▶ **Written tasks**:
1. Quote the Ernst von Weizsäcker entry word for word, from "Ernst von Weizsäcker" to "Germany | (aged 69)".
2. Do the statements below agree with the Ernst von Weizsäcker entry? For each, answer yes or no and quote the words of the entry that decide it.
(a) He was born in Stuttgart.
(b) He served as Ambassador to the Holy See from 1938 to 1943.
(c) He died in Lindau at the age of 69.
3. Please continue the Ernst von Weizsäcker entry from the point where it stops.

▶ **Reading passage**:
----
Ernst von Weizsäcker
Ernst Freiherr von Weizsäcker | |
---|---|
Secretary of State at the Foreign Office Nazi Germany | |
In office 1938–1943 | |
Preceded by | Hans Georg von Mackensen |
Succeeded by | Gustav Adolf Steengracht von Moyland |
Ambassador to the Holy See Nazi Germany | |
In office 1943–1945 | |
Preceded by | Diego von Bergen |
Succeeded by | Wolfgang Jaenicke (1954) |
Personal details | |
Born | 25 May 1882 Stuttgart, Kingdom of Württemberg, German Empire |
Died | 4 August 1951 Lindau, West Germany | (aged 69)
----
▶ **Records provided**:
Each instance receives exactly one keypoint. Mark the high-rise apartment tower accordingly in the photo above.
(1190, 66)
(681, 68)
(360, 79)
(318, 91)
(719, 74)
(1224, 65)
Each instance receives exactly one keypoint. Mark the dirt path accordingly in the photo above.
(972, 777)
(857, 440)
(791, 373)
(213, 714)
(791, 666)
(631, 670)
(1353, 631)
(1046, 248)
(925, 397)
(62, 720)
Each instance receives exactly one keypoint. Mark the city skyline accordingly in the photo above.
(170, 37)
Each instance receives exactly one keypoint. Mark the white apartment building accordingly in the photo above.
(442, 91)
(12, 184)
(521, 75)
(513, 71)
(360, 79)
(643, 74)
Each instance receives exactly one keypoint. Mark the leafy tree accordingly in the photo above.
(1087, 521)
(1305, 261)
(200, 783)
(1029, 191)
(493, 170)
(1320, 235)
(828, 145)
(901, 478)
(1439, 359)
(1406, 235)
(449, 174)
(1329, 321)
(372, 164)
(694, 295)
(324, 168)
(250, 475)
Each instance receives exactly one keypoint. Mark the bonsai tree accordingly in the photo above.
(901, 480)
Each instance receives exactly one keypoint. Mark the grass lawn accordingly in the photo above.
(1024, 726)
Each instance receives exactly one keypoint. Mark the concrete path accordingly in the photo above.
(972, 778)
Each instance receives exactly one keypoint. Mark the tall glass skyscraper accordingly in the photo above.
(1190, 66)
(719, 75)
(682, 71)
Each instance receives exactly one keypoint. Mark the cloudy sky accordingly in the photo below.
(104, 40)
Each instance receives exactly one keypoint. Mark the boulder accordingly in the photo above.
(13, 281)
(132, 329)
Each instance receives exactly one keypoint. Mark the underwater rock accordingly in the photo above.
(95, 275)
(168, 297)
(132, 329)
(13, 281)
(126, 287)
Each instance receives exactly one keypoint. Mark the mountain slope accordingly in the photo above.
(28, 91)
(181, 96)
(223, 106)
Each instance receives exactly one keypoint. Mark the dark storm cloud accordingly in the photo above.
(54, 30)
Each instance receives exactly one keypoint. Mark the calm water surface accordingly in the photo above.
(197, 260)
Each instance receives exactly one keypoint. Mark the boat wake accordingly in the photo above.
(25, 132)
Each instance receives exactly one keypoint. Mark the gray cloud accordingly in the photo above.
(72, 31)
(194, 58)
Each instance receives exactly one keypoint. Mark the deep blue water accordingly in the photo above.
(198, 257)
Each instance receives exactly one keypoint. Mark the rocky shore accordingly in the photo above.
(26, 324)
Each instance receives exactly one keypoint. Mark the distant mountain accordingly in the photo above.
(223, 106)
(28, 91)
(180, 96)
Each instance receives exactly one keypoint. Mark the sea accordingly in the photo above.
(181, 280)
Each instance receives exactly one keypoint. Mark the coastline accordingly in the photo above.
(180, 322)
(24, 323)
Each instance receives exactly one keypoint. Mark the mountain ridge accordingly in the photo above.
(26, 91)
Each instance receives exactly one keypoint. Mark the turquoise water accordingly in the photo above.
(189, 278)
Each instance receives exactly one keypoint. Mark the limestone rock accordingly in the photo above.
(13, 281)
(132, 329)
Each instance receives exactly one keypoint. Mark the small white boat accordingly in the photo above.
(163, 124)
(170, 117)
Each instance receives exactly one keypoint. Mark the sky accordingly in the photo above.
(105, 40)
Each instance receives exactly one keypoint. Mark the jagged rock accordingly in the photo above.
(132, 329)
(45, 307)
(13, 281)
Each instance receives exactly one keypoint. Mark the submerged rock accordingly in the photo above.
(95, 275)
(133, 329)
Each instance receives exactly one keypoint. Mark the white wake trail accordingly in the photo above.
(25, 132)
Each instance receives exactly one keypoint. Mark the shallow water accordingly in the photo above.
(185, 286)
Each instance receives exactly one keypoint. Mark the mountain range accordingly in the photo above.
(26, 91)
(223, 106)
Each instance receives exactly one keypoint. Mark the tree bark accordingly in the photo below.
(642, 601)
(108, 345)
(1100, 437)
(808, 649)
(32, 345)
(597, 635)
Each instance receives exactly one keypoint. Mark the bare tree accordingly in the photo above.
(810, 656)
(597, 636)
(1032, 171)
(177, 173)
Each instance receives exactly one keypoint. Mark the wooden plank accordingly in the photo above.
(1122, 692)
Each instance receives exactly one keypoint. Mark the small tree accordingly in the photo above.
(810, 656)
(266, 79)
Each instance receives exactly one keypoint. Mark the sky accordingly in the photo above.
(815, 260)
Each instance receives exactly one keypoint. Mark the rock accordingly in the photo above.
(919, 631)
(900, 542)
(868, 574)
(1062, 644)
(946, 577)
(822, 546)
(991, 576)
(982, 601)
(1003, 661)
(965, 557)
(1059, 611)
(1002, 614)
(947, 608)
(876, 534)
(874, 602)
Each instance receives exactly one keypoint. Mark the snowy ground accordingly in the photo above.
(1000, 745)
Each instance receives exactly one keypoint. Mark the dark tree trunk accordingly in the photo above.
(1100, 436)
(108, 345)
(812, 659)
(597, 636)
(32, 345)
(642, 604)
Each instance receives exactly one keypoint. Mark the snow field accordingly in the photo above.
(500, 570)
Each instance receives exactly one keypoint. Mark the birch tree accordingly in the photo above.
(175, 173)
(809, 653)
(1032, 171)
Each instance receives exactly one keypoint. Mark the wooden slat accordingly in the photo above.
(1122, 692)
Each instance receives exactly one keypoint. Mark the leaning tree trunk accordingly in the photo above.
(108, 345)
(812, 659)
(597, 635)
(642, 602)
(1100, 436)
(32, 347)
----
▶ **Results by task**:
1.
Ernst von Weizsäcker
Ernst Freiherr von Weizsäcker | |
---|---|
Secretary of State at the Foreign Office Nazi Germany | |
In office 1938–1943 | |
Preceded by | Hans Georg von Mackensen |
Succeeded by | Gustav Adolf Steengracht von Moyland |
Ambassador to the Holy See Nazi Germany | |
In office 1943–1945 | |
Preceded by | Diego von Bergen |
Succeeded by | Wolfgang Jaenicke (1954) |
Personal details | |
Born | 25 May 1882 Stuttgart, Kingdom of Württemberg, German Empire |
Died | 4 August 1951 Lindau, West Germany | (aged 69)

2.
(a) Yes: "25 May 1882 Stuttgart, Kingdom of Württemberg, German Empire"
(b) No: "In office 1943–1945"
(c) Yes: "4 August 1951 Lindau, West Germany" and "(aged 69)"

3.
Nationality | German |
Military career | |
Allegiance | German Empire Weimar Republic Nazi Germany |
Service | Imperial German Navy Reichsmarine Schutzstaffel |
Years of service | 1900–1920, 1938–1945 |
Rank | SS-Brigadeführer Korvettenkapitän |
Battles / wars | First World War Second World War |
Awards | Iron Cross (1st class) Iron Cross (2nd class) |
Ernst Heinrich Freiherr von Weizsäcker (25 May 1882 – 4 August 1951) was a German naval officer, diplomat and politician. He served as State Secretary at the Foreign Office of Nazi Germany from 1938 to 1943, and as its Ambassador to the Holy See from 1943 to 1945. He was a member of the prominent Weizsäcker family, and the father of German President Richard von Weizsäcker and physicist and philosopher Carl Friedrich von Weizsäcker.
Early life
[edit]Weizsäcker was born in 1882 in Stuttgart to Karl Hugo von Weizsäcker, who would become minister president (the equivalent of prime minister) of the Kingdom of Württemberg and raised to personal nobility in 1897, and to Paula von Meibom. In 1911, he married Marianne von Graevenitz, who belonged to the old nobility. In 1916 he became a Freiherr (Baron), as his father and his family were raised to the inheritable nobility, less than two years before the fall of the Württembergish monarchy.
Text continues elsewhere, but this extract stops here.